Monday, November 28, 2011

Explore Maryland's Chesapeake Bay part 3

 This area was a hot bed of  activity during the War of 1812 which celebrates its 200th anniversary next year.

Re-enactors bring the 1700s to life at historic Old St. Mary's.
Before that, there was Historic Old St. Mary's, the fourth permanent English settlement in the New World and Maryland's first capital, thanks to Lord Baltimore. Today it's a 17th century living history museum in a la Williamsburg and a delight to visit.

Tip: You will encounter stairs here, especially if you want to go down to the dock. Walking, too, but it's no real challenge.

Stairway at Sotterley Plantation.
Before Monticello or Mount Vernon, there was Sotterley Plantation on the banks of the Pawtuxent River, the only remaining Tidewater Plantation in Maryland open to the public. A National Historic Landmark, too.

You might find re-enactors at Sotterley, too.

Tip: You'll do some walking here and encounter stairs if the upper floor of the plantation is open.

Summerseat is where the buffalo roam.
The current Summerseat residence was built in 1884.

Another historic spot is Summerseat Farm in northern St. Marys County. Known by that name since 1678, the current Queen Anne-style house was built in 1884. Today it is a working farm where buffalo are bred and where visitors with reservations are welcome to have a look, visit the out buildings and petting zoo.

Kick Back

A gracious stretch of along Chesapeake Bay.

▶ _Stated goal 1_
In the Chesapeake Bay post, which place was Maryland's first capital?
▶ _Stated goal 2_
Do these statements agree with the Chesapeake Bay post? (a) Summerseat Farm has had that name since 1678. (b) Sotterley Plantation is one of several Tidewater plantations in Maryland that are open to the public. (c) Visitors can tour Summerseat Farm without a reservation.

▶ _Supplied data_
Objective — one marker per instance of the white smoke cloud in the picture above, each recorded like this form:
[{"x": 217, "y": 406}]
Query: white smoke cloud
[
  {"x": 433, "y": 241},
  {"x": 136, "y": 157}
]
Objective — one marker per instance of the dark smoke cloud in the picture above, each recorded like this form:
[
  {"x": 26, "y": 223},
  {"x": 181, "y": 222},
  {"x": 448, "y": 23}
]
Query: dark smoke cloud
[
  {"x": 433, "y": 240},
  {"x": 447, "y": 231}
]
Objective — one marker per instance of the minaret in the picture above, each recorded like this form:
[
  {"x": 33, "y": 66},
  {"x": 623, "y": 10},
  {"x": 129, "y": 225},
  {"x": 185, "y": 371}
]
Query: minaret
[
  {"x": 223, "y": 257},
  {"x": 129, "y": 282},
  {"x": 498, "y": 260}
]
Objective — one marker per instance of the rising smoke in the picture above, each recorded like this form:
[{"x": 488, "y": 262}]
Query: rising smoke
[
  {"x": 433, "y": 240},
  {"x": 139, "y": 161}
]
--
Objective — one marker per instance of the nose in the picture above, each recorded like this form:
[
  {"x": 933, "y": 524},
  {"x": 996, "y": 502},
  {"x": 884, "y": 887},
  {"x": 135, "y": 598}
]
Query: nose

▶ _Task answer 1_
Historic Old St. Mary's

▶ _Task answer 2_
(a) Yes: "Known by that name since 1678"
(b) No: "the only remaining Tidewater Plantation in Maryland open to the public"
(c) No: "where visitors with reservations are welcome to have a look"